*** Document passage ***
It's not yet clear if Volker will be questioned by lawmakers or by staff lawyers on the House committees leading the probe, or both.
Volker is moving ahead with Thursday's deposition, even as Secretary of State Mike Pompeo has delayed other State Department officials from testifying. Volker has not responded to multiple emails seeking comment. But because he resigned from his government post, he may have more freedom to talk to House Democrats than others who still work for the Trump administration.
Giuliani has for months tried to push Zelensky's government to dig up damaging information on Biden and his son, Hunter Biden, who served on the board of directors of a Ukrainian energy company. That company had come under scrutiny by Ukraine's former chief prosecutor for possible corruption. But Ukrainian officials have said there's no evidence of wrongdoing by either Joe Biden or his son.
Volker was named as Trump's special envoy in July 2017, by then-Secretary of State Rex Tillerson. He came to the post with a stellar resume: a former U.S. ambassador to NATO in the George W. Bush administration and former adviser to Sen. John McCain, R-Ariz., a longtime Russia critic. He took the envoy job on a volunteer basis, while continuing to serve as executive director of the McCain Institute for International Leadership at Arizona State University.
*** End of Document passage ***
*** Data records ***
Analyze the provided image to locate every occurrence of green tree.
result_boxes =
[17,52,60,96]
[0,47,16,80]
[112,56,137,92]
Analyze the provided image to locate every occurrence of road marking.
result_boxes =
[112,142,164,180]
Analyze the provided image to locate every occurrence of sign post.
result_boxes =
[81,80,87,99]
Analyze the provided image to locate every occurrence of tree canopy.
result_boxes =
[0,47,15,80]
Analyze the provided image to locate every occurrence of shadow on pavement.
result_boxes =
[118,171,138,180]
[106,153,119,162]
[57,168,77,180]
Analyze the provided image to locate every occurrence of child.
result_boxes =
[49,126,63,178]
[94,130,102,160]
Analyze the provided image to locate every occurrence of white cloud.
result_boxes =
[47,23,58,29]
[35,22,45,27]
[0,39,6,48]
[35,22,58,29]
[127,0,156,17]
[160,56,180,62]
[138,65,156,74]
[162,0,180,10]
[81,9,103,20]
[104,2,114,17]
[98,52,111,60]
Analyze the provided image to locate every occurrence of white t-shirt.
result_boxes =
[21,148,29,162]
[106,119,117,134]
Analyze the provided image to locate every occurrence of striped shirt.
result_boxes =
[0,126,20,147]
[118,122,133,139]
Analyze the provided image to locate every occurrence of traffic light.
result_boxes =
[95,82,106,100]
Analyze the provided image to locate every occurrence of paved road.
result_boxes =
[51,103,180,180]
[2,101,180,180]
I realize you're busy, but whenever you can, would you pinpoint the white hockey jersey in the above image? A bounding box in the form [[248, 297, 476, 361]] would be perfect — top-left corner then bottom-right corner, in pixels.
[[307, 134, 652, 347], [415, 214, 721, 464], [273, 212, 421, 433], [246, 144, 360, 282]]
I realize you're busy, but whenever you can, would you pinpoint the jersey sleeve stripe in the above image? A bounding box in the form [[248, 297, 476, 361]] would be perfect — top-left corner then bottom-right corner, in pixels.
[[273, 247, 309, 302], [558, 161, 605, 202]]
*** End of Data records ***
■ Tasks to complete
1 > In the passage about Volker, rewrite the part starting at "Giuliani has for" and ending at "Arizona State University.", changing "envoy" to "representative".
2 > According to the passage about Volker, who named him as Trump's special envoy?
3 > Continue the passage about Volker from its last sentence.

■ Answers in order
1 >
Giuliani has for months tried to push Zelensky's government to dig up damaging information on Biden and his son, Hunter Biden, who served on the board of directors of a Ukrainian energy company. That company had come under scrutiny by Ukraine's former chief prosecutor for possible corruption. But Ukrainian officials have said there's no evidence of wrongdoing by either Joe Biden or his son.
Volker was named as Trump's special representative in July 2017, by then-Secretary of State Rex Tillerson. He came to the post with a stellar resume: a former U.S. ambassador to NATO in the George W. Bush administration and former adviser to Sen. John McCain, R-Ariz., a longtime Russia critic. He took the representative job on a volunteer basis, while continuing to serve as executive director of the McCain Institute for International Leadership at Arizona State University.

2 > Then-Secretary of State Rex Tillerson.

3 >
Listening in: Pompeo confirms he was on Trump Ukraine call
Volker's mission as special envoy was to help enforce a political settlement to the conflict between Russia and Ukraine. Russia annexed the Crimean peninsula in 2014, and Ukraine continues to fight Russian separatist attacks in the eastern part of the country. Experts say it's vital for the U.S. to help Ukraine stave off Russian aggression, particularly as Vladimir Putin looks to rebuild the Soviet empire.
Sen. Chris Murphy, a Connecticut Democrat who sits on the Senate Foreign Relations Committee, last week tweeted out praise for Volker as having "a well deserved reputation for fairness, toughness and integrity, which is why I was so disappointed to see him caught up in this mess."
I have worked with Kurt. He has a well deserved reputation for fairness, toughness and integrity, which is why I was so disappointed to see him caught up in this mess.
He now must put country first, and tell what he did and what he knows. https://t.co/BbG16O5hzZ
— Chris Murphy (@ChrisMurphyCT) September 28, 2019
Volker's appearance is the first of what Democrats hope will be a parade of officials who have knowledge either of the administration's attempts to pressure the Ukrainian government for help going after the Bidens or attempts by the White House to "lock down" information related to Trump's July 25 call to Zelensky as the whistleblower complaint alleges.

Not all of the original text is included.